[TEKS BACAAN]
Minggu, 06 Juli 2008

PERATURAN YANG TAK TERTULIS
Oleh: Jannatul Husna*

Hari itu Rabu 25 Juni 2008. Sekitar pukul 5.30 WIB pagi, saya yang diantar oleh saudara (tinggal di Jl. Gunung Agung Pekanbaru), harus melawan kabut pagi menuju Panam Pekanbaru, karena travel ke Dumai menjanjikan saya keberangkatan pukul enam pagi. Sesampai di loket travel, ternyata jadwal keberangkatan molor hingga pukul tujuh pagi. Akibat dari keterlambatan ini adalah saya ketinggalan kapal ke Malaysia, karena saya baru sampai di Dumai pukul 12.30, sementara kapal Ferry Indomal meninggalkan Dumai sejak pukul sebelas siangnya.

Penundaan penyeberangan tersebut, memaksa saya harus menginap di sebuah perusahaan jasa tour & travel, serta pengurusan Paspor di Kota Dumai. Biro jasa—yang katanya mengedepankan nilai kemanusiaan dan ketulusan ini—membelikan tiket kapal untuk keberangkatan besok harinya dan saya disaran untuk menginap di tempat mereka, karena klaim mereka, gratis!

Dalam aturan tiket kapal Ferry Indomal, hanya Rp. 250.000 cash untuk sekali jalan dari Dumai ke Malaka, tetapi pihak perusahaan memungut Rp. 260.000 bagi setiap calon penumpang (include boarding pass). Hitung-hitung biaya transportasi pengurusan, photo kopi paspor 1 lembar, ini masih dianggap wajar dalam konteks ke-Indonesiaan yang sedang dalam carut-marut budaya korup. Tetapi yang terjadi kemudian adalah, pihak jasa travel malah meminta penulis untuk mengeluarkan uang lebih besar dari aturan yang terpampang di dinding perusahaan tersebut, yaitu sebanyak Rp. 280.000, katanya untuk boarding pass. Seakan dibius (karena dalam posisi kebingungan), penulis awalnya menerima tuntutan itu, namun tak berselang lama, penulis menyadari bahwa telah terjadi ”pemalakan”. Usut punya usut (karena di sana ada juga orang Padang yang menjadi staf eksekutif), ternyata itulah peraturan yang tak tertulis, dan dianggap telah menjadi rahasia umum.

[DAFTAR CATATAN]

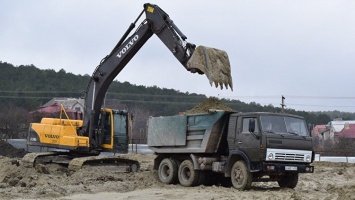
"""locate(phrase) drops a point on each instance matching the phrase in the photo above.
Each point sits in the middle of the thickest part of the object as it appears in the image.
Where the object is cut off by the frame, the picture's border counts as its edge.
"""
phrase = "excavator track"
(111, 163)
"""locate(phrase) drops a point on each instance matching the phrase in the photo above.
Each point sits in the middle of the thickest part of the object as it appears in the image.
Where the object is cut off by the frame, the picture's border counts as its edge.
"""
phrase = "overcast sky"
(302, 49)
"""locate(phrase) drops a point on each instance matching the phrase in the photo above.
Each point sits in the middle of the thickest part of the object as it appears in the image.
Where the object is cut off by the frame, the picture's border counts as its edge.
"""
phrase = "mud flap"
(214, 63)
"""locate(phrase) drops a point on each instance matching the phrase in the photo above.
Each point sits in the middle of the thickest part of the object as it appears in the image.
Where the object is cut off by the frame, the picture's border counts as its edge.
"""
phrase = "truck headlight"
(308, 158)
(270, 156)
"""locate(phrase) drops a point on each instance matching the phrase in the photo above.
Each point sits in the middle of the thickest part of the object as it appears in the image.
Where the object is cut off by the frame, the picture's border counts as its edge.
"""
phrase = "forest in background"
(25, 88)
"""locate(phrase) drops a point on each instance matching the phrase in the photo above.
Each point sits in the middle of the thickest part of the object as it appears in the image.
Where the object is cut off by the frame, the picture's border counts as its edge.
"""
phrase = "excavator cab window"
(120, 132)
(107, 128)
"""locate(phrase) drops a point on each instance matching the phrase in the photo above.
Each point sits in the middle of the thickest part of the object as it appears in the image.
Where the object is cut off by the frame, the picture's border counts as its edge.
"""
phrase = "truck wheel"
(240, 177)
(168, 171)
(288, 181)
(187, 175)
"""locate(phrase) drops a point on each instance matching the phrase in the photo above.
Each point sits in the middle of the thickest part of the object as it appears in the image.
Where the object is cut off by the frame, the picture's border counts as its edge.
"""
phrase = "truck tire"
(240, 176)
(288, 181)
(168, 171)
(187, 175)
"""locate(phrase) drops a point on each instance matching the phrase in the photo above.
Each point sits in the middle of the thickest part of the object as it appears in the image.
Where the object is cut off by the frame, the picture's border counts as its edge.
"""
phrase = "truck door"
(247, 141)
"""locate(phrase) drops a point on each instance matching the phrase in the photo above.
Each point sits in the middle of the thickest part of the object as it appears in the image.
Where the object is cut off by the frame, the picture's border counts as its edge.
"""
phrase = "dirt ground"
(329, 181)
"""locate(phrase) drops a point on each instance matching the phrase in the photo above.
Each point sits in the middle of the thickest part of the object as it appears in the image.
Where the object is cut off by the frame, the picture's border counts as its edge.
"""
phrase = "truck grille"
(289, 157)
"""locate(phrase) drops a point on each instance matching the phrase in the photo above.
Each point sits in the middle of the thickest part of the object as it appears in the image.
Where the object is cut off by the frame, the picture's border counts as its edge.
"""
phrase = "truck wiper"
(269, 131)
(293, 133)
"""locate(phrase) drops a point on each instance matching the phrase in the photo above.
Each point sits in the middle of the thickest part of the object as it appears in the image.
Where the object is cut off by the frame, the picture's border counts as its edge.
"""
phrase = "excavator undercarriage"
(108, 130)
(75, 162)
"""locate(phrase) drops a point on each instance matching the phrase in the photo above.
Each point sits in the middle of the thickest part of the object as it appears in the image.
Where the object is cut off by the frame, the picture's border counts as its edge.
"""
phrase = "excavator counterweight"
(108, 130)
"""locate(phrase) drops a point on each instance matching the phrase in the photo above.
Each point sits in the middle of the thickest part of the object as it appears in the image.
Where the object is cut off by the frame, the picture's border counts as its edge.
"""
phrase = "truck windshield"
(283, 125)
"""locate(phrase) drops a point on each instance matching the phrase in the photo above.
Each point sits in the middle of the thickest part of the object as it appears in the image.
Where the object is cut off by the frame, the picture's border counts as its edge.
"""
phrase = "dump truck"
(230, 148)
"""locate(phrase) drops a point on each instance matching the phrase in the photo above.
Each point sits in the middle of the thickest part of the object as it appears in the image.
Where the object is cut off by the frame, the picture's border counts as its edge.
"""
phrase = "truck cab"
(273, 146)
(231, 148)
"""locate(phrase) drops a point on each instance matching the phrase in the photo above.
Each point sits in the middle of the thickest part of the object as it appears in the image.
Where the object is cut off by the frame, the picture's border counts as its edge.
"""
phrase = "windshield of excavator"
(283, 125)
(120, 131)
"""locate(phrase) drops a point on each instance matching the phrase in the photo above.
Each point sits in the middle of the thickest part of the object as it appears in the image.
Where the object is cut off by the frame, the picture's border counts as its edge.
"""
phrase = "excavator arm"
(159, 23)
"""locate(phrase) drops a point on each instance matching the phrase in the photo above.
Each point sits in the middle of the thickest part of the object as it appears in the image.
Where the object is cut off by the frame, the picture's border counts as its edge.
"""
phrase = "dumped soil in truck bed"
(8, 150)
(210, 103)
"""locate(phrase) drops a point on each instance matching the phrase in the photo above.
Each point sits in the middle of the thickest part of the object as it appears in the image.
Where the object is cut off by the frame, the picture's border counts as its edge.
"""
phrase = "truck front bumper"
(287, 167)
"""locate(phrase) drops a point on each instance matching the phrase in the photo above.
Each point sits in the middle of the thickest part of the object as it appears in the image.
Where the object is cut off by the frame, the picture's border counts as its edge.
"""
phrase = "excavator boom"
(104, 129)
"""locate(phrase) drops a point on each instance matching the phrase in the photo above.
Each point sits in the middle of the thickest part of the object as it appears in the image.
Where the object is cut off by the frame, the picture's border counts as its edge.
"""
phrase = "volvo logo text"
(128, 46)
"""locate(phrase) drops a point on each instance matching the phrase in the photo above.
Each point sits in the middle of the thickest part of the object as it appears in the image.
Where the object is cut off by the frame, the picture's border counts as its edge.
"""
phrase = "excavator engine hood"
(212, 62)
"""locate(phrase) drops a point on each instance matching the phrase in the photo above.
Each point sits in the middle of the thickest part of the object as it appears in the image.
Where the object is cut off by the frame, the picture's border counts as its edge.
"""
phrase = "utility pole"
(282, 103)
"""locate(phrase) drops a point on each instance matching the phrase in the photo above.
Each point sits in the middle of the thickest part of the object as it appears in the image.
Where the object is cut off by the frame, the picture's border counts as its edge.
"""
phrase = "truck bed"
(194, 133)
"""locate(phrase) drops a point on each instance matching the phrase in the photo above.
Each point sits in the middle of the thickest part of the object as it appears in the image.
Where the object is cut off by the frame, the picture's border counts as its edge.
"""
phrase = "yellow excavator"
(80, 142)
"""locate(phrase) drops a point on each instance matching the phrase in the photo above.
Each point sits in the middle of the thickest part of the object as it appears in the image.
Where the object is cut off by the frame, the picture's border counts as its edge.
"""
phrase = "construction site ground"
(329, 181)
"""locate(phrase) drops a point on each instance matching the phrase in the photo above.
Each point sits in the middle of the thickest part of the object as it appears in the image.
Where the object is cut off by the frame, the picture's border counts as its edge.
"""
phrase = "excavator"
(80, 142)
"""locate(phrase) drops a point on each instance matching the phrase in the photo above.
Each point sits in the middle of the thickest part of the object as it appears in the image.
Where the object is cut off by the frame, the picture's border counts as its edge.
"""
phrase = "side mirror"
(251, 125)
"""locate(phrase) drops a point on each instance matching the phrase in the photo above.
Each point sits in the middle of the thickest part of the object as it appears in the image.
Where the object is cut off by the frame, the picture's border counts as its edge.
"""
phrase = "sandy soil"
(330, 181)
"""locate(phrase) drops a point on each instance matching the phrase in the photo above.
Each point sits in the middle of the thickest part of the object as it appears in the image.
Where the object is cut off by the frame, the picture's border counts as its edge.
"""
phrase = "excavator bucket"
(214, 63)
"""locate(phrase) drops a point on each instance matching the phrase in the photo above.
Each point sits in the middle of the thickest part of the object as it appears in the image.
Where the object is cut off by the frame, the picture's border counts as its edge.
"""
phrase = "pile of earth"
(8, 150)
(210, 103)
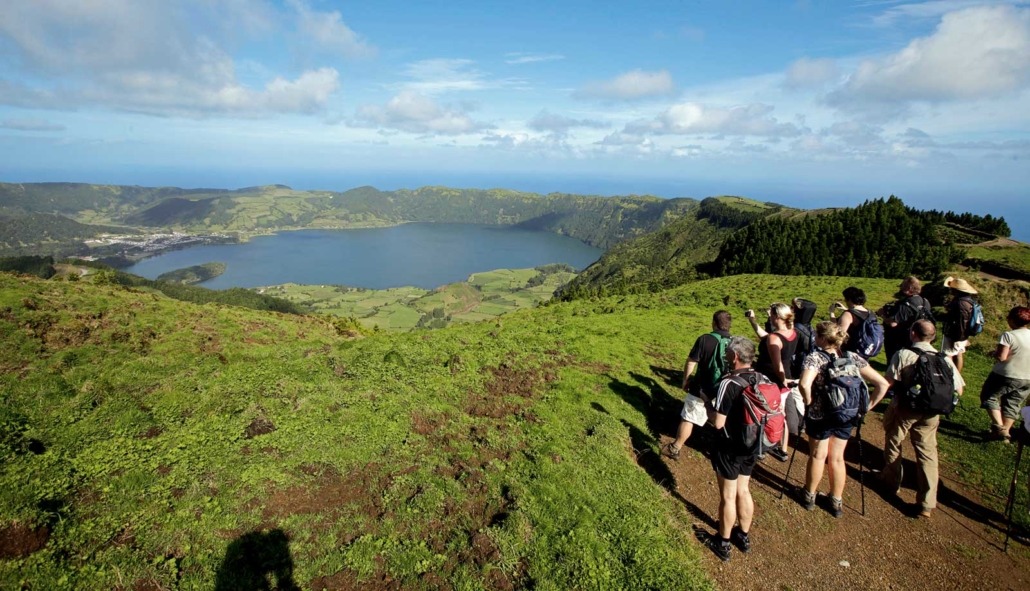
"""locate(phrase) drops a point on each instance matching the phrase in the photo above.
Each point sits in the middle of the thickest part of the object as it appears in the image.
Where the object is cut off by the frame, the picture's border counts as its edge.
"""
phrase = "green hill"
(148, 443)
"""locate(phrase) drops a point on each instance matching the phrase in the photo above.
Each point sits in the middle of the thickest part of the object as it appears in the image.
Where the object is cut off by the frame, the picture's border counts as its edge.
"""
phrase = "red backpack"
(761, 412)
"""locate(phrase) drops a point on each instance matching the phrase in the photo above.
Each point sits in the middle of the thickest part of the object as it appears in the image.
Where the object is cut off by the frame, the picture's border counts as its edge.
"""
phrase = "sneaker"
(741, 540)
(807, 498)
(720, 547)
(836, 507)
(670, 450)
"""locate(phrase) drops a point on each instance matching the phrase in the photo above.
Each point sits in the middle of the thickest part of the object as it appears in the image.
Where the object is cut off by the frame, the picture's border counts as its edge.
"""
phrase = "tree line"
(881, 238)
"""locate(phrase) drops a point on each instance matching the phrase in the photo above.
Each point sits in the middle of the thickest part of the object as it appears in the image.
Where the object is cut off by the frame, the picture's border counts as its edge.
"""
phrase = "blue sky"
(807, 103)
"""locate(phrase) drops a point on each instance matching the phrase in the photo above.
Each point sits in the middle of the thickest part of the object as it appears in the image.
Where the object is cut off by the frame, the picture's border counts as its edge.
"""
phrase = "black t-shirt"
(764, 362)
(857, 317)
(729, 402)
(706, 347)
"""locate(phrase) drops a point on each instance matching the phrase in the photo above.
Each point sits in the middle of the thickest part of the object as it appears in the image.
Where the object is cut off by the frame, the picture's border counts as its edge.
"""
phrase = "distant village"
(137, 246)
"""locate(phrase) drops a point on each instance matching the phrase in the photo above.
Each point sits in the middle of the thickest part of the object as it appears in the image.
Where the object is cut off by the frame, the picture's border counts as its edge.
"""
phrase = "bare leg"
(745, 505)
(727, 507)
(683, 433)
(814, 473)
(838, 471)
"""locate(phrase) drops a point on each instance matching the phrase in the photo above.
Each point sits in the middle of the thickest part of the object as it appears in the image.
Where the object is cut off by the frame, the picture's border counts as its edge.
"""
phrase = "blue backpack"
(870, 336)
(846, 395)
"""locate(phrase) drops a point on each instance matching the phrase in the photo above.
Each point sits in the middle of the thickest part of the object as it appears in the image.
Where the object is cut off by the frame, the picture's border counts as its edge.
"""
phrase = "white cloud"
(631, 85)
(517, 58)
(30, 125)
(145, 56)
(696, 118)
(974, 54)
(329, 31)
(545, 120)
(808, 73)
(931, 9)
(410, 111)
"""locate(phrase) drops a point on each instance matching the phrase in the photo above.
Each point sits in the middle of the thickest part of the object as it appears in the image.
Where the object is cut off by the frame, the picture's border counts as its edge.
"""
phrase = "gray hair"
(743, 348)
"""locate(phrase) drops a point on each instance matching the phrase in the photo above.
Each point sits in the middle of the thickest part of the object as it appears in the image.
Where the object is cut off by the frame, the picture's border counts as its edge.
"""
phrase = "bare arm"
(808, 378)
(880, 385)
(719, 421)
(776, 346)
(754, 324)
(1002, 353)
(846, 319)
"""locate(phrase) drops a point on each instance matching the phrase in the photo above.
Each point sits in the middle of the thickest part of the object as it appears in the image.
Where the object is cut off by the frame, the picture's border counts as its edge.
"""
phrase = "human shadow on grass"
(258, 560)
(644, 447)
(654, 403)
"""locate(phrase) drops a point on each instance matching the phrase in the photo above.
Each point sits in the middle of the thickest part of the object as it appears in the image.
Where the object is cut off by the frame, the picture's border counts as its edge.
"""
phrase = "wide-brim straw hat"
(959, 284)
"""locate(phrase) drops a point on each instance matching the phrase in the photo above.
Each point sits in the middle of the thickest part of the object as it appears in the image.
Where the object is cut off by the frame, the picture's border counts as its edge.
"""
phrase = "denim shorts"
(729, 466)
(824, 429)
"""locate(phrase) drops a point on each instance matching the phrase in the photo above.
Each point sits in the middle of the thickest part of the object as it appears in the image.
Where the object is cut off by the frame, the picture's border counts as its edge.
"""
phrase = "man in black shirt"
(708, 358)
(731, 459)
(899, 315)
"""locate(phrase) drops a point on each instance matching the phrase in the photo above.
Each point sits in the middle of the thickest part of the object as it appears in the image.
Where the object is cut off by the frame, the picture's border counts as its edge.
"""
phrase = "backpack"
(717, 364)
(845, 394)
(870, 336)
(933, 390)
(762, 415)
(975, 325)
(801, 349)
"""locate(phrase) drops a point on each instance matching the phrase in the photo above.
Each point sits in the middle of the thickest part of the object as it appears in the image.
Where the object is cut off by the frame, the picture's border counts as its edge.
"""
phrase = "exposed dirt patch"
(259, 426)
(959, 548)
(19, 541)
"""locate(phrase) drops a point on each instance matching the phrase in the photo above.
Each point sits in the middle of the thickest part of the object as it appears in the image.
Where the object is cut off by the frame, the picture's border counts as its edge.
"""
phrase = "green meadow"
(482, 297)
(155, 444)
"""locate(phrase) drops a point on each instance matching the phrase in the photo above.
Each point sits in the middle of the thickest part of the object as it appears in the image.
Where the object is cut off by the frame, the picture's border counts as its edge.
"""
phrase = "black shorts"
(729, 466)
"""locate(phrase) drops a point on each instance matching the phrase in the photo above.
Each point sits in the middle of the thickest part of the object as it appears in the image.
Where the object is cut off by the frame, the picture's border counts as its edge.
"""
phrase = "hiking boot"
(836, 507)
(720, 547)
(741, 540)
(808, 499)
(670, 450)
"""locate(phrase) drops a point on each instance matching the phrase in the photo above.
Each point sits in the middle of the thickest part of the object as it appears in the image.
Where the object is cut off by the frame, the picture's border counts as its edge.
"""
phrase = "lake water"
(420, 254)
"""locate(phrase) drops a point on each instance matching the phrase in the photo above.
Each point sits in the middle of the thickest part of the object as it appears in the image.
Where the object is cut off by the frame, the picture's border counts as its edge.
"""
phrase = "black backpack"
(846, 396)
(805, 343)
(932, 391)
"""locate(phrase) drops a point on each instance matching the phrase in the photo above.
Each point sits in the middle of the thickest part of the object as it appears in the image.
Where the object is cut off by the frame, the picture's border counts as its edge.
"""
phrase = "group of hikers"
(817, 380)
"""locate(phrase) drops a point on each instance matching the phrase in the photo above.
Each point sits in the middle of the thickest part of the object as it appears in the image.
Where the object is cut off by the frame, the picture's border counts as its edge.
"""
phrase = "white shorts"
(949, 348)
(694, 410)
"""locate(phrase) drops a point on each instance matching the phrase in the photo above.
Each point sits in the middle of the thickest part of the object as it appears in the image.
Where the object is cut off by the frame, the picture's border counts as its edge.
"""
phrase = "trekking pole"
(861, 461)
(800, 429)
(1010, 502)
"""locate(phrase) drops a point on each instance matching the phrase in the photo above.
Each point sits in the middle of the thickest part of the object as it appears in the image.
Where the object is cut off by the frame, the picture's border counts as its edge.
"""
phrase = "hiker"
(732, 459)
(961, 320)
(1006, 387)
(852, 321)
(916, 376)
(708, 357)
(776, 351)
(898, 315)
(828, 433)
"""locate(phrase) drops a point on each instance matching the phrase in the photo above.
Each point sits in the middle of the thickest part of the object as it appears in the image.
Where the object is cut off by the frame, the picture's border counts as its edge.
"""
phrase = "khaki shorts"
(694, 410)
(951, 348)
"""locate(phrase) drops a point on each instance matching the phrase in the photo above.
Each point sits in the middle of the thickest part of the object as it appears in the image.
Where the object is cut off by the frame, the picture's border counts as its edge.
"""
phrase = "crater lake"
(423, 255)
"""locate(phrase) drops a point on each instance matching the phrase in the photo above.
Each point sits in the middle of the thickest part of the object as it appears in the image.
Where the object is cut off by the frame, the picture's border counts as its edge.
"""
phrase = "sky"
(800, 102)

[TUGAS]
1 - Jawab pertanyaan berikut berdasarkan teks bacaan.
(a) Pukul berapa travel ke Dumai menjanjikan keberangkatan?
(b) Berapa harga tiket sekali jalan dari Dumai ke Malaka menurut aturan tiket kapal Ferry Indomal?
(c) Berapa jumlah uang yang akhirnya diminta pihak jasa travel dari penulis?
2 - Ketik ulang seluruh bagian teks bacaan, dari "Hari itu Rabu" hingga "pukul sebelas siangnya.".
3 - Menurut teks bacaan, mengapa penulis ketinggalan kapal ke Malaysia? Jelaskan dalam satu sampai tiga kalimat.

[JAWABAN]
1 -
(a) Pukul enam pagi.
(b) Rp. 250.000 cash.
(c) Rp. 280.000.

2 -
Hari itu Rabu 25 Juni 2008. Sekitar pukul 5.30 WIB pagi, saya yang diantar oleh saudara (tinggal di Jl. Gunung Agung Pekanbaru), harus melawan kabut pagi menuju Panam Pekanbaru, karena travel ke Dumai menjanjikan saya keberangkatan pukul enam pagi. Sesampai di loket travel, ternyata jadwal keberangkatan molor hingga pukul tujuh pagi. Akibat dari keterlambatan ini adalah saya ketinggalan kapal ke Malaysia, karena saya baru sampai di Dumai pukul 12.30, sementara kapal Ferry Indomal meninggalkan Dumai sejak pukul sebelas siangnya.

3 - Jadwal keberangkatan travel ke Dumai molor dari pukul enam menjadi pukul tujuh pagi. Karena itu penulis baru sampai di Dumai pukul 12.30, padahal kapal Ferry Indomal sudah berangkat dari Dumai sejak pukul sebelas.